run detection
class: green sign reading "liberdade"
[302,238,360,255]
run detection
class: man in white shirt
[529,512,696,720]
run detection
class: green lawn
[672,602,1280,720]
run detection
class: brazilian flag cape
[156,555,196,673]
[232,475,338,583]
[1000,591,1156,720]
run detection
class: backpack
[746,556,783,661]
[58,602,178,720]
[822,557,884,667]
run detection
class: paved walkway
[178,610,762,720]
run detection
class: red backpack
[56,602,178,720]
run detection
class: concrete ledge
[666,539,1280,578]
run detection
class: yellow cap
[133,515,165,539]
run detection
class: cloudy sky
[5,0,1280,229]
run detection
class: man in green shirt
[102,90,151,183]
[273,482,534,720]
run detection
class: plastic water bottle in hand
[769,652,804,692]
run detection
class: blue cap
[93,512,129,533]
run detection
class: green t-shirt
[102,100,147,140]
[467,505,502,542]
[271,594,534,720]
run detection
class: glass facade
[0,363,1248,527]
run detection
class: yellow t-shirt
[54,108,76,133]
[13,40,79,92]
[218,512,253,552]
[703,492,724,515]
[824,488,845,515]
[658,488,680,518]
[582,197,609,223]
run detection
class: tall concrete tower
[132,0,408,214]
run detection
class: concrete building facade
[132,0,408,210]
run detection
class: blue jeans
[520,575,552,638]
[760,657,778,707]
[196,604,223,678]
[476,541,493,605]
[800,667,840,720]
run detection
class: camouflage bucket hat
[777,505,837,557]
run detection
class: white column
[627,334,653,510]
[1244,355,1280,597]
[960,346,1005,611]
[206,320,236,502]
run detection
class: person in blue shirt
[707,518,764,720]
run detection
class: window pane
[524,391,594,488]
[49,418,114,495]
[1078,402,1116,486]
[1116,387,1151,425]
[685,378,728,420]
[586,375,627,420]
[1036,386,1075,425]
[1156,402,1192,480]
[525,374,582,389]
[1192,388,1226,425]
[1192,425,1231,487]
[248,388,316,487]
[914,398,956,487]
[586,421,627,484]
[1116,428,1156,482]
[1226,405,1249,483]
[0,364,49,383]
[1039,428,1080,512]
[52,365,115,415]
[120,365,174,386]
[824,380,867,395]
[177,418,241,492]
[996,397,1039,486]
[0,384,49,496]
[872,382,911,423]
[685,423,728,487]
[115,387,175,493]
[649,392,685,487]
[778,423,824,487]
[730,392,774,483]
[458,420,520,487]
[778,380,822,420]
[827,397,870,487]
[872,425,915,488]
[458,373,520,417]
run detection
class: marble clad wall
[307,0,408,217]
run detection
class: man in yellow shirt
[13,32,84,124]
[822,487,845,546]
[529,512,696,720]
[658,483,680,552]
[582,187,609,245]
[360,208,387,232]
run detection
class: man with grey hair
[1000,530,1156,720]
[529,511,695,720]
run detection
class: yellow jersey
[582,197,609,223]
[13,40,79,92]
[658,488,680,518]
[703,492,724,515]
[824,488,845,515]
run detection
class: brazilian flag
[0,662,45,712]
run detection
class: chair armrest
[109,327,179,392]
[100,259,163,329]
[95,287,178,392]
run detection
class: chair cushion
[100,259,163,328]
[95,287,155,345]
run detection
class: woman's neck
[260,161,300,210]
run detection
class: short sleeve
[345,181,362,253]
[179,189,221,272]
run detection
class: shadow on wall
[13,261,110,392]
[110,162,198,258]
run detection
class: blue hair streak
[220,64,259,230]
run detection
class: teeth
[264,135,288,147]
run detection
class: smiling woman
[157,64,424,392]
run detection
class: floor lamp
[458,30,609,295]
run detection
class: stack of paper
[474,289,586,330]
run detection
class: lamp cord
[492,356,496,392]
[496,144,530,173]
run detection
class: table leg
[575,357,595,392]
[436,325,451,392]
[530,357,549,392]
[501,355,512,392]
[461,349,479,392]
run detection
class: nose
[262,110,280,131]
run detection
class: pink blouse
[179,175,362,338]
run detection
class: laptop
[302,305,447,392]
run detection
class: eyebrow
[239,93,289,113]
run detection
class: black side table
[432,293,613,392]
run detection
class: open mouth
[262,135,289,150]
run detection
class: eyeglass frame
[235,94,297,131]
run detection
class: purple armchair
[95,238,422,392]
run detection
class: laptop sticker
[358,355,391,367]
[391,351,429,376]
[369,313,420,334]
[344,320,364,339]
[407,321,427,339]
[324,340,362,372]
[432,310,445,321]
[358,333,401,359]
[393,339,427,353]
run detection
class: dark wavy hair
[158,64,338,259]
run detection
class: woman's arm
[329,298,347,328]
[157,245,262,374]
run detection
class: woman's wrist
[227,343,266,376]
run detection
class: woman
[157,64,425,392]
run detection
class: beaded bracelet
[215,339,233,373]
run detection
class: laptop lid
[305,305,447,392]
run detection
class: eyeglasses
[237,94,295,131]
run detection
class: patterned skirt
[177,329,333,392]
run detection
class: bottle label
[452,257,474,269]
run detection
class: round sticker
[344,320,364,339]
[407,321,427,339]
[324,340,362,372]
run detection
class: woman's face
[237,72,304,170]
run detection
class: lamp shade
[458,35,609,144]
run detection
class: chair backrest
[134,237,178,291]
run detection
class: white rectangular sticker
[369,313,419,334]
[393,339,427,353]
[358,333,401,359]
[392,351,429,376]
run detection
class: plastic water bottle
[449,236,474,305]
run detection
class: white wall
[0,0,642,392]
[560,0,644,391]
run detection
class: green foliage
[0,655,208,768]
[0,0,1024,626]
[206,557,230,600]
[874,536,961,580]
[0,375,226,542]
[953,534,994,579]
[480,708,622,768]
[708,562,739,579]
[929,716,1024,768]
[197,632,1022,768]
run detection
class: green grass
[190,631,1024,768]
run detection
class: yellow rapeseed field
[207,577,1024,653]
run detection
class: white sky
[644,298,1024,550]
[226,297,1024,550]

------------------------------

• **Exercise prompt**
Swap each "run detection" in the material above for "locate objects", and reproduce everything else unchanged.

• **Written response**
locate objects
class: green sign reading "liberdade"
[302,238,360,255]
locate objects
class: man in white shirt
[529,512,696,720]
locate objects
class: green lawn
[672,602,1280,720]
locate objects
class: brazilian flag cape
[156,555,196,673]
[232,475,338,583]
[1000,591,1156,720]
locate objects
class: backpack
[746,556,783,661]
[58,602,178,720]
[822,557,884,667]
locate objects
class: paved walkway
[178,610,762,720]
locate objects
class: red backpack
[56,602,178,720]
locate objects
class: concrete ledge
[666,539,1280,578]
locate objects
class: yellow cap
[133,515,165,539]
locate objects
class: cloudy sky
[5,0,1280,229]
locate objects
class: man in green shirt
[102,90,151,183]
[273,482,534,720]
locate objects
class: plastic water bottle in hand
[769,652,804,692]
locate objects
class: blue cap
[93,512,129,533]
locate objects
class: green t-shirt
[102,100,147,140]
[467,505,502,542]
[271,594,534,720]
locate objects
class: glass facade
[0,363,1248,527]
locate objects
class: yellow t-shirt
[54,108,76,133]
[13,40,79,92]
[218,512,253,552]
[703,492,724,515]
[824,488,845,515]
[658,488,680,518]
[582,197,609,223]
locate objects
class: tall concrete tower
[132,0,408,214]
locate objects
class: concrete building facade
[132,0,408,210]
locate objects
class: blue jeans
[520,575,552,638]
[760,657,778,707]
[196,604,223,678]
[476,541,493,605]
[800,667,840,720]
locate objects
class: camouflage bucket hat
[777,505,837,557]
locate objects
class: white column
[627,334,653,510]
[1244,355,1280,597]
[960,346,1005,611]
[206,320,236,502]
locate objects
class: person in blue shirt
[707,518,764,720]
locate objects
class: window pane
[524,391,594,488]
[49,418,114,495]
[1078,402,1116,486]
[1116,387,1151,425]
[685,378,728,420]
[586,375,627,420]
[1036,386,1075,425]
[1156,402,1192,480]
[525,374,582,389]
[1192,388,1226,425]
[1192,425,1231,487]
[248,388,316,487]
[914,398,956,487]
[586,421,627,484]
[1116,428,1156,482]
[1226,405,1249,483]
[0,364,49,383]
[1039,428,1080,512]
[52,365,115,415]
[120,365,174,386]
[824,380,867,395]
[177,418,241,492]
[996,397,1039,486]
[0,384,49,496]
[872,382,911,423]
[685,423,728,487]
[115,387,175,493]
[649,392,685,487]
[778,423,824,487]
[730,392,774,483]
[458,420,520,487]
[778,380,822,420]
[827,397,870,487]
[872,425,915,488]
[458,373,520,417]
locate objects
class: marble clad wall
[307,0,408,217]
locate objects
class: man in yellow shirt
[13,32,84,124]
[822,487,845,546]
[529,512,696,720]
[658,483,680,552]
[582,187,609,245]
[360,208,387,232]
locate objects
class: man with grey hair
[1000,530,1156,720]
[529,511,695,720]
locate objects
class: yellow jersey
[582,197,609,223]
[13,40,79,92]
[658,488,680,518]
[703,492,724,515]
[824,488,845,515]
locate objects
class: brazilian flag
[0,662,45,712]
locate objects
class: chair armrest
[109,327,179,392]
[100,259,163,329]
[95,287,178,392]
locate objects
class: chair cushion
[100,259,163,328]
[95,287,155,345]
locate objects
class: woman's neck
[260,161,300,210]
locate objects
class: short sleeve
[345,181,362,253]
[179,189,221,272]
locate objects
class: shadow on wall
[13,261,110,392]
[110,162,198,258]
locate objects
class: blue hair streak
[220,64,259,230]
locate objects
class: teeth
[264,135,288,147]
locate objects
class: smiling woman
[157,64,424,392]
locate objects
class: floor lamp
[458,30,609,295]
locate objects
class: stack of paper
[474,289,586,330]
locate objects
class: lamp cord
[492,356,496,392]
[496,144,530,173]
locate objects
class: table leg
[575,357,595,392]
[436,325,451,392]
[530,357,549,392]
[501,355,512,392]
[461,349,479,392]
locate objects
class: nose
[262,110,280,131]
locate objects
class: pink blouse
[179,175,362,338]
locate objects
class: laptop
[302,305,447,392]
locate objects
class: eyebrow
[239,93,289,113]
locate objects
class: black side table
[432,293,613,392]
locate objects
class: open mouth
[262,135,289,150]
locate objects
class: eyeglass frame
[235,94,297,131]
locate objects
class: purple armchair
[95,238,422,392]
locate objects
class: laptop sticker
[358,355,391,367]
[391,351,429,376]
[369,313,420,334]
[344,320,364,339]
[407,321,427,339]
[324,340,362,372]
[432,310,445,321]
[358,333,401,359]
[393,339,427,353]
locate objects
class: dark wavy hair
[158,64,338,259]
locate objects
class: woman's arm
[329,298,347,328]
[157,245,262,374]
locate objects
class: woman's wrist
[227,343,266,376]
locate objects
class: woman
[157,64,425,392]
locate objects
class: beaded bracelet
[215,339,233,373]
locate objects
class: laptop lid
[305,305,447,392]
locate objects
class: eyeglasses
[237,94,295,131]
locate objects
class: patterned skirt
[177,329,333,392]
locate objects
class: bottle label
[452,257,474,269]
locate objects
class: round sticker
[344,320,364,339]
[407,321,427,339]
[324,340,362,372]
locate objects
class: woman's face
[237,72,304,170]
locate objects
class: lamp shade
[458,35,609,144]
locate objects
class: chair backrest
[134,237,178,291]
locate objects
class: white rectangular sticker
[369,313,419,334]
[393,339,427,353]
[358,333,401,359]
[392,351,429,376]
locate objects
class: plastic water bottle
[449,236,474,305]
locate objects
class: white wall
[0,0,642,392]
[560,0,644,391]
locate objects
class: green foliage
[0,655,208,768]
[0,0,1024,626]
[206,557,230,600]
[874,536,961,580]
[0,375,226,542]
[953,534,994,579]
[480,708,622,768]
[708,562,739,579]
[929,716,1024,768]
[197,632,1022,768]
locate objects
class: green grass
[190,631,1024,768]
locate objects
class: yellow rapeseed field
[207,577,1024,653]
locate objects
class: white sky
[644,298,1024,550]
[226,297,1024,550]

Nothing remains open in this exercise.